───── Given records

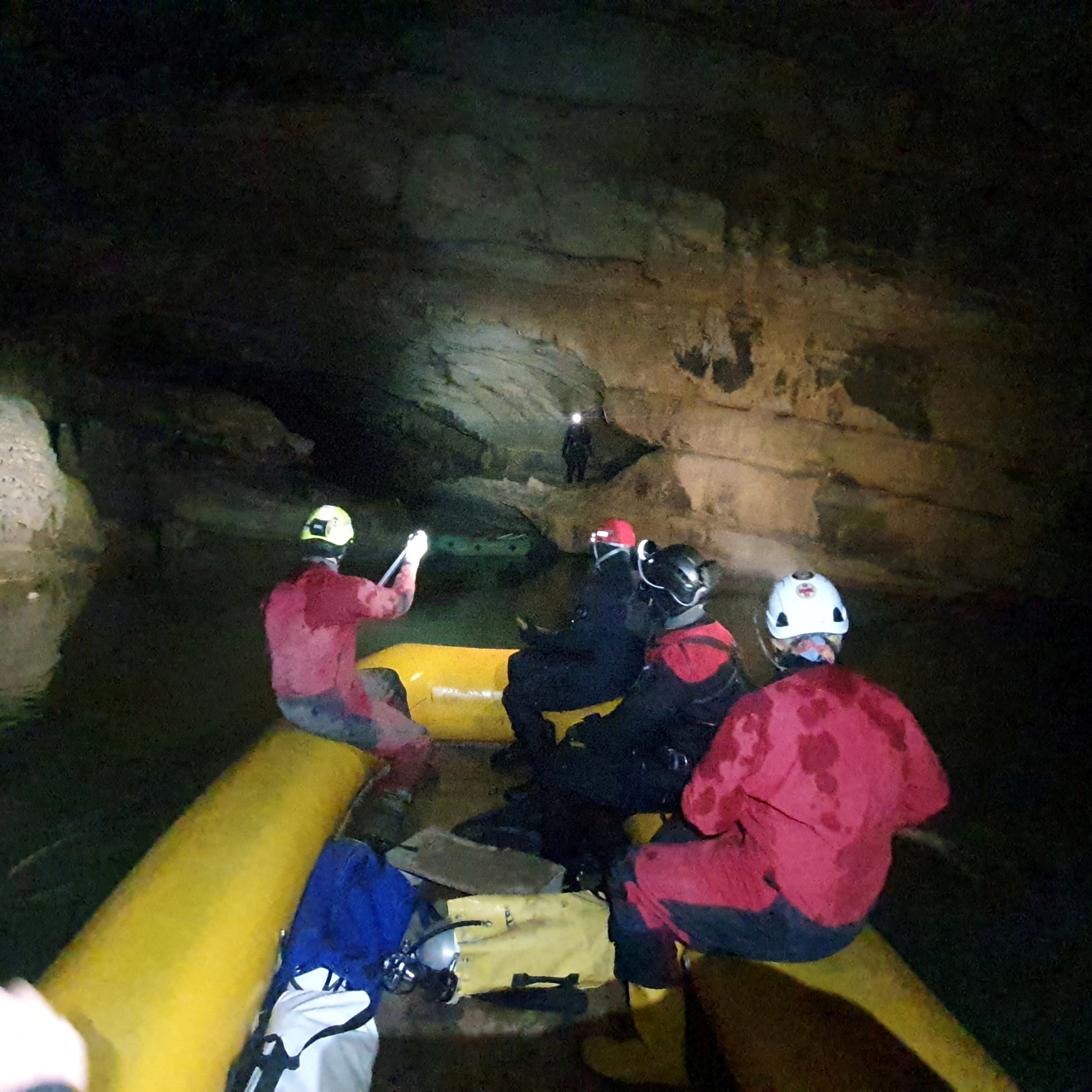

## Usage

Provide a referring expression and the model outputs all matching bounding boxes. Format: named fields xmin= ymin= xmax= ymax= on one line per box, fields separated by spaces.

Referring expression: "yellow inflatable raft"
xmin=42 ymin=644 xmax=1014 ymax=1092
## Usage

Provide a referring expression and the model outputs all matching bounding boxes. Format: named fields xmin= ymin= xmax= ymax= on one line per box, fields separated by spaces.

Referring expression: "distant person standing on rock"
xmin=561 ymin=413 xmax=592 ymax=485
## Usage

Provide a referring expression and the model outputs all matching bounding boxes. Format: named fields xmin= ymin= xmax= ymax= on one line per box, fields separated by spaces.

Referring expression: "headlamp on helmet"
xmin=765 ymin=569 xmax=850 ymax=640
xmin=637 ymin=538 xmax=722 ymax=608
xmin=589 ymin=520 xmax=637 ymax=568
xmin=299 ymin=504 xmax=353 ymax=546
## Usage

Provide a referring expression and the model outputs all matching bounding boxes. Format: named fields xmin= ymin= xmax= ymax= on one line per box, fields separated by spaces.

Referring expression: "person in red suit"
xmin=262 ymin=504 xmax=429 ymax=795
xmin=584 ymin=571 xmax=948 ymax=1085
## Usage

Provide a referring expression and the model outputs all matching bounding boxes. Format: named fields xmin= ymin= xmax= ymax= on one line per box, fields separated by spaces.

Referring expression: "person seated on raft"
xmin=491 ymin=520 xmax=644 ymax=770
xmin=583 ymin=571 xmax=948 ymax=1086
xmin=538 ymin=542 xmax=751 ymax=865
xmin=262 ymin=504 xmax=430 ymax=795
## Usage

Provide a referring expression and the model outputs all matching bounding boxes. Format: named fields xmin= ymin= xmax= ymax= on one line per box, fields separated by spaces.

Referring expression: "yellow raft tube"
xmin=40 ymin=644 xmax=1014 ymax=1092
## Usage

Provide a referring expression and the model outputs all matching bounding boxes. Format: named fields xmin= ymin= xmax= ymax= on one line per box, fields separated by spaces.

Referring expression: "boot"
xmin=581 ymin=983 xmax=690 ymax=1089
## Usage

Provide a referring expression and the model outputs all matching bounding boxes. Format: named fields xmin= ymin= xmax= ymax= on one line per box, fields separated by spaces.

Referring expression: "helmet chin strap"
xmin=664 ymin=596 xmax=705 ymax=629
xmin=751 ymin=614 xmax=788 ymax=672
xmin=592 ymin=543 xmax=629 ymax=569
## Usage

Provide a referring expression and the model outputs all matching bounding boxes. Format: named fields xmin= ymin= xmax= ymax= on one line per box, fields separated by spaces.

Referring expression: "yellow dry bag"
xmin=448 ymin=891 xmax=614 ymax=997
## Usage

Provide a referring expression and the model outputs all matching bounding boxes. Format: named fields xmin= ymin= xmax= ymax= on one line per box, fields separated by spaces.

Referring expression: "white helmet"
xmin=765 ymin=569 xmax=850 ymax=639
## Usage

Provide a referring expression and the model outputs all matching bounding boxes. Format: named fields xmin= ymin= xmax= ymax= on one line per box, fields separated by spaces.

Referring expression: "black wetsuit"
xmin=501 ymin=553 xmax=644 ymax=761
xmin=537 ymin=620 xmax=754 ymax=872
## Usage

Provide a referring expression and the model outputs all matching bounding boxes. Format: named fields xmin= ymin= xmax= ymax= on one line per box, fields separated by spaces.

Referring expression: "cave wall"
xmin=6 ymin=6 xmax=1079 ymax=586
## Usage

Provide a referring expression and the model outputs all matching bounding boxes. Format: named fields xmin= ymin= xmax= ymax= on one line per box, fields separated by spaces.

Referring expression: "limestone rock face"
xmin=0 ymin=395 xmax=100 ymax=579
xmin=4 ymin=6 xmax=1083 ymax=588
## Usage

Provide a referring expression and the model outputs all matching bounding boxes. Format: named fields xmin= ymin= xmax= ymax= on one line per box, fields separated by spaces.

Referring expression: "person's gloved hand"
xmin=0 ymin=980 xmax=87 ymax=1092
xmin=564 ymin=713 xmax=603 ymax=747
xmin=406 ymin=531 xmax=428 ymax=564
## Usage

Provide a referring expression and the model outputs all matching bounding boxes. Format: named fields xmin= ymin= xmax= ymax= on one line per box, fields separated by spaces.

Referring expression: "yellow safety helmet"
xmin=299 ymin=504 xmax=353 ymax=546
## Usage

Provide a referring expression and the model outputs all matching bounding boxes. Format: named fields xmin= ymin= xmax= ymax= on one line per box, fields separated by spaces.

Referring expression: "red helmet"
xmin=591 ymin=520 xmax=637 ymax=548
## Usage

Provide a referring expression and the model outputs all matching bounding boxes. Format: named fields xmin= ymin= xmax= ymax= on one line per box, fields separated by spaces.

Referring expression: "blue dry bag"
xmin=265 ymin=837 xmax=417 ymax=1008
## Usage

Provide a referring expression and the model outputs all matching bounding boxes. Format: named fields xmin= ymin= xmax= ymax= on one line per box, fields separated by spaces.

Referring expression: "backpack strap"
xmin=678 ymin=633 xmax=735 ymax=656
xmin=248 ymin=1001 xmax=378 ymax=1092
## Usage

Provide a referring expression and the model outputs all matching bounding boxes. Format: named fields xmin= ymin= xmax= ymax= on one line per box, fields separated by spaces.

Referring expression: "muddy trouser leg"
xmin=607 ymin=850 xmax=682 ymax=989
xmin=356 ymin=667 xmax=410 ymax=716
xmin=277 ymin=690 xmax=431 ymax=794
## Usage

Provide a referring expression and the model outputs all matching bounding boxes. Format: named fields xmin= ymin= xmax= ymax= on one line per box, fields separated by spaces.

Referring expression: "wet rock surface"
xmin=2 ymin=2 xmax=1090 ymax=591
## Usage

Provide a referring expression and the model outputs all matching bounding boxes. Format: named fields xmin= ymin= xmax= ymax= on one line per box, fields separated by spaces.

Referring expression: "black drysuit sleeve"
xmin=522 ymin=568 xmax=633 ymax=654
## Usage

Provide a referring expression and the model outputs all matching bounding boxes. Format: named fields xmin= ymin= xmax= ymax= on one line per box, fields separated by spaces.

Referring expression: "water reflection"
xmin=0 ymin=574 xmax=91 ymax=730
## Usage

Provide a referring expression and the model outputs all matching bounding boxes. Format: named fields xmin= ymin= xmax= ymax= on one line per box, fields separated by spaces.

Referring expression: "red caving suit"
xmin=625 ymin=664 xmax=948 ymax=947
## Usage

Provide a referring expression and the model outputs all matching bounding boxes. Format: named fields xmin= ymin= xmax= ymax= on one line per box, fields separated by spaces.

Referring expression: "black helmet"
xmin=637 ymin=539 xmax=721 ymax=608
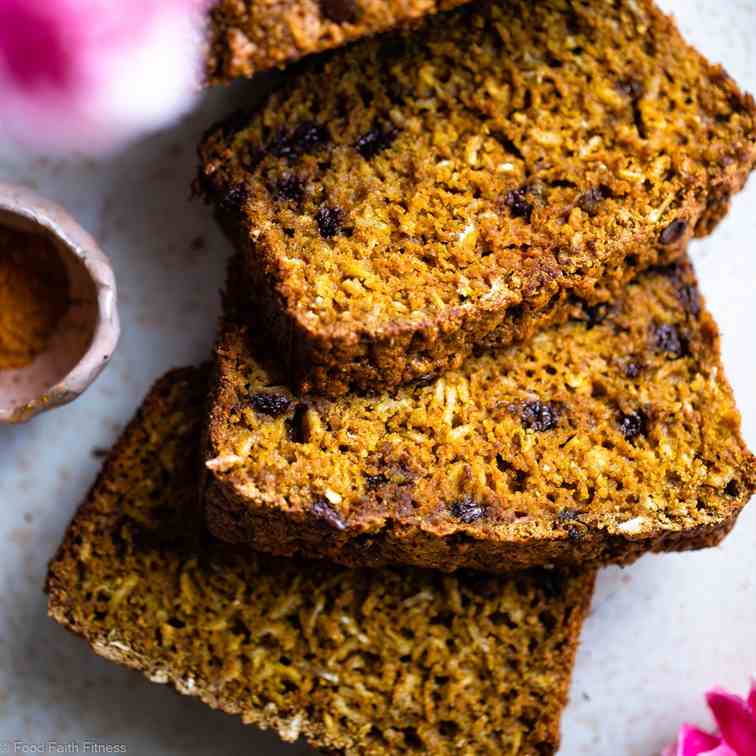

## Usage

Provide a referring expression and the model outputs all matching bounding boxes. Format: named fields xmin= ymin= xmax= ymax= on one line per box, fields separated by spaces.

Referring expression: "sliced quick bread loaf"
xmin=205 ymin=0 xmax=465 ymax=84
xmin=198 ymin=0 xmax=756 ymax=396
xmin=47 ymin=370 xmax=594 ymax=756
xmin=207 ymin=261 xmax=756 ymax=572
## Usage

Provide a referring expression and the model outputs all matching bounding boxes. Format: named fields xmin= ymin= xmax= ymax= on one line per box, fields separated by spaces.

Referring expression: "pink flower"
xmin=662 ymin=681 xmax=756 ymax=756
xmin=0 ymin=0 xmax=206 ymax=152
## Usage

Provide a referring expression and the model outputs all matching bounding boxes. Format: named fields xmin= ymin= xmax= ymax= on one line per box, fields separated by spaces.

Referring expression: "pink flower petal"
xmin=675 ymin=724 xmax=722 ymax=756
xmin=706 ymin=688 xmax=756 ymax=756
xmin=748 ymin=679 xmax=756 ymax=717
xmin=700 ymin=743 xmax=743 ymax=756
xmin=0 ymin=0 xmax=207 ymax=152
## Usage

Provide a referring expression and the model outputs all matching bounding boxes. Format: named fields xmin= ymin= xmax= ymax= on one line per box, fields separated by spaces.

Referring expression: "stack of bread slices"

──────────

## Required task
Copy the lines from the start of the records up to and including the line with "xmin=40 ymin=644 xmax=1014 ymax=1092", changing every "raft" to "boat" and leaving everything else as it is. Leave the pictures out of your answer.

## Task answer
## Usage

Provide a referring expression and the model outputs all matching bounding boxes. Format: named fields xmin= ymin= xmax= ymax= on one line per box, fields separated by spaces.

Referring expression: "yellow inflatable boat"
xmin=42 ymin=644 xmax=1014 ymax=1092
## Usage

Provide a referring expression and the model outputs all matching bounding boxes. Format: named fields xmin= ymin= xmax= ymax= on one line per box, fields separated by spaces.

Referring expression: "distant person standing on rock"
xmin=561 ymin=413 xmax=592 ymax=485
## Usage

Provide a referring expression and the model outputs all matching bounding boxes. Format: named fields xmin= ymin= xmax= ymax= on one line per box, fields separated by spaces.

Referring expression: "headlamp on helmet"
xmin=765 ymin=569 xmax=850 ymax=640
xmin=637 ymin=538 xmax=722 ymax=608
xmin=589 ymin=520 xmax=637 ymax=568
xmin=299 ymin=504 xmax=353 ymax=546
## Usage

Provide a referring expression and the model outputs all matching bounding boxes. Format: named fields xmin= ymin= xmax= ymax= on one line per box, fields separated by spaces.

Referring expression: "person in red suit"
xmin=262 ymin=504 xmax=429 ymax=795
xmin=584 ymin=571 xmax=948 ymax=1085
## Usage

Provide a referring expression and the model outputs all matching bounding boxes. Format: named fields xmin= ymin= xmax= ymax= on one line per box, fields separated by spaces.

Referring expression: "person seated on boat"
xmin=491 ymin=520 xmax=644 ymax=770
xmin=583 ymin=571 xmax=948 ymax=1086
xmin=538 ymin=542 xmax=751 ymax=865
xmin=262 ymin=504 xmax=430 ymax=795
## Usage

Provide a referring expression and the model outputs all matching bounding boxes. Format: named fields xmin= ymin= xmax= ymax= on one line per box, fields separated by spaces.

Referring expression: "yellow boat tube"
xmin=40 ymin=644 xmax=1014 ymax=1092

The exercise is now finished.